=== Task to complete ===
Copy every line of the listing below without changing a single character.

=== Available data ===

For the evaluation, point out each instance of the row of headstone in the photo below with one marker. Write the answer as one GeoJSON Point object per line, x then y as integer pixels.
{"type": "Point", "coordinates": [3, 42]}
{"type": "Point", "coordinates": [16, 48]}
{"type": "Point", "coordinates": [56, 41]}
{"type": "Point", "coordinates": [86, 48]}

=== Finished task ===
For the evaluation, point out each instance of the row of headstone in the photo below with one marker. Write the answer as one GeoJSON Point object per line, x then y as integer pixels.
{"type": "Point", "coordinates": [3, 42]}
{"type": "Point", "coordinates": [16, 48]}
{"type": "Point", "coordinates": [56, 41]}
{"type": "Point", "coordinates": [86, 48]}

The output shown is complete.